--- begin Records provided ---

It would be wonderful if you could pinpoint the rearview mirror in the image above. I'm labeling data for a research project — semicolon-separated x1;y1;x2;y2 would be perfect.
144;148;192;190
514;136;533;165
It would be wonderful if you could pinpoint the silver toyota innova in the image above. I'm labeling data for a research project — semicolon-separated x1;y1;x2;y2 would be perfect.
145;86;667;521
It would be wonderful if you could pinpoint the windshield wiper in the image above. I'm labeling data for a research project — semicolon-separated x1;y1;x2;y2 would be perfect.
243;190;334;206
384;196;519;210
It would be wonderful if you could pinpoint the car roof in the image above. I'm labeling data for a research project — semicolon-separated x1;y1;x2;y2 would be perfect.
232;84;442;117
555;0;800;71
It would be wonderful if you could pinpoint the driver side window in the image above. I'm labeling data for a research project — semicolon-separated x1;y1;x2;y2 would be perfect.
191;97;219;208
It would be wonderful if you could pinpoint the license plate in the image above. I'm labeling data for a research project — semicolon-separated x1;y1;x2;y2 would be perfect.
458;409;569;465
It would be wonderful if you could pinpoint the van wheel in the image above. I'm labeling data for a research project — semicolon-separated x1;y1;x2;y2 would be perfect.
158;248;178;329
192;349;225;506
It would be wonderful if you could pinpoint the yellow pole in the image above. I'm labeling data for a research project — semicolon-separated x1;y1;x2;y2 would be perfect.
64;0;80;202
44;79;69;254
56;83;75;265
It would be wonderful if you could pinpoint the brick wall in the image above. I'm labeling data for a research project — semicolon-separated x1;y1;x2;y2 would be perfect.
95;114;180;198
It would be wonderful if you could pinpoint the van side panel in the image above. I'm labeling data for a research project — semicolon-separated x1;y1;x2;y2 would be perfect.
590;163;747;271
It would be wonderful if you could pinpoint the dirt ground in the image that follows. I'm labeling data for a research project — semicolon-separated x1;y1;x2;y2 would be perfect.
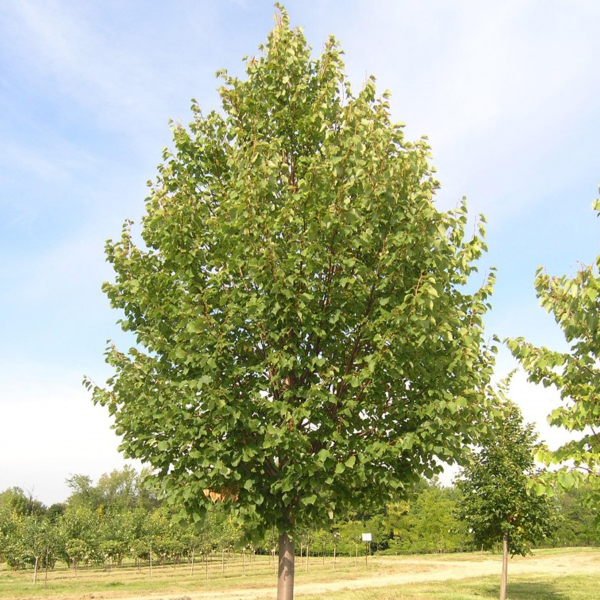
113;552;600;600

--- end Records provided ---
--- begin Records provided ---

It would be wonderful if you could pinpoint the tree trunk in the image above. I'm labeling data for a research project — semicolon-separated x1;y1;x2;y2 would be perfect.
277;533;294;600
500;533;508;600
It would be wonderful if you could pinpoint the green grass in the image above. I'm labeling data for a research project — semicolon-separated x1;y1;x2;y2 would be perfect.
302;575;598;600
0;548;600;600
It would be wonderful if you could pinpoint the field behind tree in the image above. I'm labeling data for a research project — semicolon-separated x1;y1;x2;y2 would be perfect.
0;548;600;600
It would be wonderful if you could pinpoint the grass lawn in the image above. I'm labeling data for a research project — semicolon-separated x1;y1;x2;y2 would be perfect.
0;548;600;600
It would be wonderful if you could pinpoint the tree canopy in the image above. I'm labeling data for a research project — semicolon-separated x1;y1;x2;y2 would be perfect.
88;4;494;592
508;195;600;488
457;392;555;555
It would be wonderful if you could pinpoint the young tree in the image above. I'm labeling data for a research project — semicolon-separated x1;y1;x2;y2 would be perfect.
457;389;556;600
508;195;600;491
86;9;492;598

--- end Records provided ---

## Written problem
Starting at the line containing "It would be wonderful if you could pinpoint the brick" and ending at the line containing "113;552;600;600", write out the data again, replacing "research project" with "mapping study" and keeping everything else unchanged. Omit the pictures from your answer.

## The completed task
It would be wonderful if you could pinpoint the brick wall in the image above. I'm labeling data for a mapping study — semicolon-separated x1;y1;x2;y2 would be perfect.
95;114;180;198
It would be wonderful if you could pinpoint the van side panel in the image above. I'm labeling data for a mapping study — semicolon-separated x1;y1;x2;y2 would be perfect.
590;163;747;271
It would be wonderful if you could pinpoint the dirt ground in the image that follows. I'm labeling data for a mapping study — semicolon-separated x1;y1;x2;y2 would be perfect.
113;552;600;600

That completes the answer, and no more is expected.